* _DATASET RECORDS_:
__________________________________________________

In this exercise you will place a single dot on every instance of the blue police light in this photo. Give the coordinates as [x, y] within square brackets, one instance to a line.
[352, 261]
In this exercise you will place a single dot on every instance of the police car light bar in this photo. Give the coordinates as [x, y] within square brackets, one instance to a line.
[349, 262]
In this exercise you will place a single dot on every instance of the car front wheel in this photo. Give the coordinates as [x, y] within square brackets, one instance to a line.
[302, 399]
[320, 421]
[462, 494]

__________________________________________________

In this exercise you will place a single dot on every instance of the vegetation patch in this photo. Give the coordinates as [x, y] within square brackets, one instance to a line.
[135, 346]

__________________________________________________

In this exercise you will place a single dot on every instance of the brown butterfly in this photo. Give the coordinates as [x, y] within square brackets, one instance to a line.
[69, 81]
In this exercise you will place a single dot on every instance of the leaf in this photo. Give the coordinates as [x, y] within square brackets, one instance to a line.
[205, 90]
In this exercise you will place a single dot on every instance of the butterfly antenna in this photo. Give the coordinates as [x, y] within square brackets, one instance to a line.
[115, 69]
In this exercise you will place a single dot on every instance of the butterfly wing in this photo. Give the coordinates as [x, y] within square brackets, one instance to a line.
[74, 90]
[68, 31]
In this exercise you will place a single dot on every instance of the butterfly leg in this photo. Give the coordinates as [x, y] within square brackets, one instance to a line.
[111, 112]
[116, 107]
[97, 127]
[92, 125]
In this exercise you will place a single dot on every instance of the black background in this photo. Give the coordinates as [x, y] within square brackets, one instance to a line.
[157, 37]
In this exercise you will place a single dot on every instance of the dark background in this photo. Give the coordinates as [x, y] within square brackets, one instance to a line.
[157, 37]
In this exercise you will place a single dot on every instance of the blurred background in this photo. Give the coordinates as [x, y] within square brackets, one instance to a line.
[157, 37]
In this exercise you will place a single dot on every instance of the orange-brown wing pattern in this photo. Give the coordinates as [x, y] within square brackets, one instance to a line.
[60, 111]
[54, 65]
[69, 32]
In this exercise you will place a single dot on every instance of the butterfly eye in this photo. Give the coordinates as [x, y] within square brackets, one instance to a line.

__________________________________________________

* _WHAT YOU SHOULD DO_:
Give back precisely the lines above that start at the line containing "the butterfly leg" and end at the line containing "the butterfly eye", inclusive. No other lines belong in the output.

* _OUTPUT BELOW_:
In this exercise you will place a single dot on every instance of the butterfly leg in this photo. Give the coordinates as [x, y] within square brackets, one instance to a line.
[111, 112]
[116, 107]
[97, 127]
[92, 125]
In this exercise you will place a single dot on every instance of the black background in this photo. Give the coordinates as [x, y] within square brackets, one instance to a line.
[157, 37]
In this exercise you will place a single dot on every instance of the dark background in this photo. Give the coordinates as [x, y] within square brackets, one instance to a line.
[157, 37]
In this exercise you will place a single dot on every instance of the blurred background in this photo. Give the coordinates as [x, y] within square brackets, one instance to a line.
[157, 37]
In this exercise you will place a single dot on every instance of the orange-brown wing pattern in this photo. Give the coordinates as [x, y] within square brackets, one instance to a line.
[60, 111]
[54, 65]
[69, 32]
In this exercise you will place a single dot on every instance of the butterfly eye in this photo. Give the coordinates as [x, y] within square brackets, one instance to a line.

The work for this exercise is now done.